*OPDRACHT EN EISEN*: Haal uit de uitspraak van de kantonrechter woordelijk het stuk vanaf "De Groot & Visser wordt" tot en met "of anders gevorderde.".

De gevorderde buitengerechtelijke kosten zijn niet betwist en zullen worden toegewezen.
De Groot & Visser wordt als de in het ongelijk gestelde partij in de proceskosten verwezen.
Beslissing
De kantonrechter:
a. veroordeelt De Groot & Visser tot het verlenen van een parttime dienstverband aan [eiser] van 32 uur per week, zoals door [eiser] aangegeven en reeds verricht ook na 1 augustus 2006, op straffe van een dwangsom van € 150,-- voor elke week dat de Groot & Visser in gebreke blijft hier gehoor aan te geven;
b. veroordeelt De Groot & Visser tot betaling aan [eiser] van een bedrag van € 150,-- ter zake van buitengerechtelijke kosten;
c. veroordeelt De Groot & Visser in de kosten van het geding, tot op heden aan de zijde van [eiser] bepaald op:
aan explootkosten € 84,87
aan kosten GBA/KvK € 0,00
aan griffierecht € 105,00
aan salaris gemachtigde € 400,00
totale kosten € 589,87;
verklaart dit vonnis uitvoerbaar bij voorraad;
wijst af het meer of anders gevorderde.
Dit vonnis is gewezen door mr. R.R. Roukema, kantonrechter, en uitgesproken ter openbare terechtzitting van 22 januari 2007, in aanwezigheid van de griffier.

*AANGELEVERD MATERIAAL*:
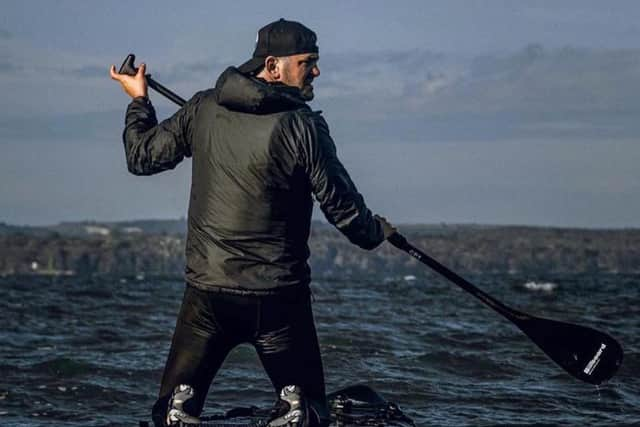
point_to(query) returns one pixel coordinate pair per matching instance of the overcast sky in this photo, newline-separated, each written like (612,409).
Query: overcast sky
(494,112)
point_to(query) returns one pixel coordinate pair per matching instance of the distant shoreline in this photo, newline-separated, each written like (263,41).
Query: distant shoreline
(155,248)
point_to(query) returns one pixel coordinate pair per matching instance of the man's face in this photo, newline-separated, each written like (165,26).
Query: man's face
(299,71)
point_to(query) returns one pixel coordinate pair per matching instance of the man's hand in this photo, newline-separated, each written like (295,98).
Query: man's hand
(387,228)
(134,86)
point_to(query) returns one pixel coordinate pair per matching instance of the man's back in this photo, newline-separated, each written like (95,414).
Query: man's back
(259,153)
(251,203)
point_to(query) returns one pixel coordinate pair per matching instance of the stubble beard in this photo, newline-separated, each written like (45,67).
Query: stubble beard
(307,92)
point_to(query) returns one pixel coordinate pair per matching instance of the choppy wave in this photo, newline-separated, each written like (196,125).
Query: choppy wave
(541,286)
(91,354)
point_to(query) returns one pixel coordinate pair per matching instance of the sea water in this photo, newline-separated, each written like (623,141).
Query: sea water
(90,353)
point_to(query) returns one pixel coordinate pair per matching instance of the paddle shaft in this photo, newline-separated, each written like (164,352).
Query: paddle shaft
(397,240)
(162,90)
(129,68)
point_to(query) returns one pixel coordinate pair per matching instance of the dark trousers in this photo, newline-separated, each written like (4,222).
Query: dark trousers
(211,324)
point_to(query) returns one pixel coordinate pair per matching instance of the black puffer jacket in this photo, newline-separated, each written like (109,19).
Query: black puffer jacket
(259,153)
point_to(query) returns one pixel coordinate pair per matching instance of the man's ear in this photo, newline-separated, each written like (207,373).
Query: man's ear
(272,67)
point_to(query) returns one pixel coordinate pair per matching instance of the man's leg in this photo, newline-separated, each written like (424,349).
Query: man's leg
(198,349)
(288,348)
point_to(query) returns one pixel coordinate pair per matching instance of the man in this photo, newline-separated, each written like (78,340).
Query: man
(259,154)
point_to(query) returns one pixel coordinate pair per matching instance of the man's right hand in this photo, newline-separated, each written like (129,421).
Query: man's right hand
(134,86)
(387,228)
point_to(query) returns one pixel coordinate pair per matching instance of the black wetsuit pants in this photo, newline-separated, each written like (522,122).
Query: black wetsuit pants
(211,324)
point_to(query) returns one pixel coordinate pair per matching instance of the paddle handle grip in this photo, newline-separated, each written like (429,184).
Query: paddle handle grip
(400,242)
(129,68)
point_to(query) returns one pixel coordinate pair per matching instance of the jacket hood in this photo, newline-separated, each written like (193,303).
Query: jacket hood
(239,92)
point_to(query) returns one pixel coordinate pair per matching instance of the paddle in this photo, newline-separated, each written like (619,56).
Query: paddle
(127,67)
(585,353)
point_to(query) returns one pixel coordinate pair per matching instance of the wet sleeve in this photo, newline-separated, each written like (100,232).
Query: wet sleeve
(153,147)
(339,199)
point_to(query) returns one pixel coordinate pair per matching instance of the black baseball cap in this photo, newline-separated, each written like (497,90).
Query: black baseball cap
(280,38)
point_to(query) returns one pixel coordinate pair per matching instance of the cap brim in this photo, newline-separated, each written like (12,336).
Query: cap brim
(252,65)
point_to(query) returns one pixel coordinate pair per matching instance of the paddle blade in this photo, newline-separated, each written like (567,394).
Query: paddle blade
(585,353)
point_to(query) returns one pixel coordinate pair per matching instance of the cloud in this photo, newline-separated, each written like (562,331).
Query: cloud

*ANTWOORD OP OPDRACHT*:
De Groot & Visser wordt als de in het ongelijk gestelde partij in de proceskosten verwezen.
Beslissing
De kantonrechter:
a. veroordeelt De Groot & Visser tot het verlenen van een parttime dienstverband aan [eiser] van 32 uur per week, zoals door [eiser] aangegeven en reeds verricht ook na 1 augustus 2006, op straffe van een dwangsom van € 150,-- voor elke week dat de Groot & Visser in gebreke blijft hier gehoor aan te geven;
b. veroordeelt De Groot & Visser tot betaling aan [eiser] van een bedrag van € 150,-- ter zake van buitengerechtelijke kosten;
c. veroordeelt De Groot & Visser in de kosten van het geding, tot op heden aan de zijde van [eiser] bepaald op:
aan explootkosten € 84,87
aan kosten GBA/KvK € 0,00
aan griffierecht € 105,00
aan salaris gemachtigde € 400,00
totale kosten € 589,87;
verklaart dit vonnis uitvoerbaar bij voorraad;
wijst af het meer of anders gevorderde.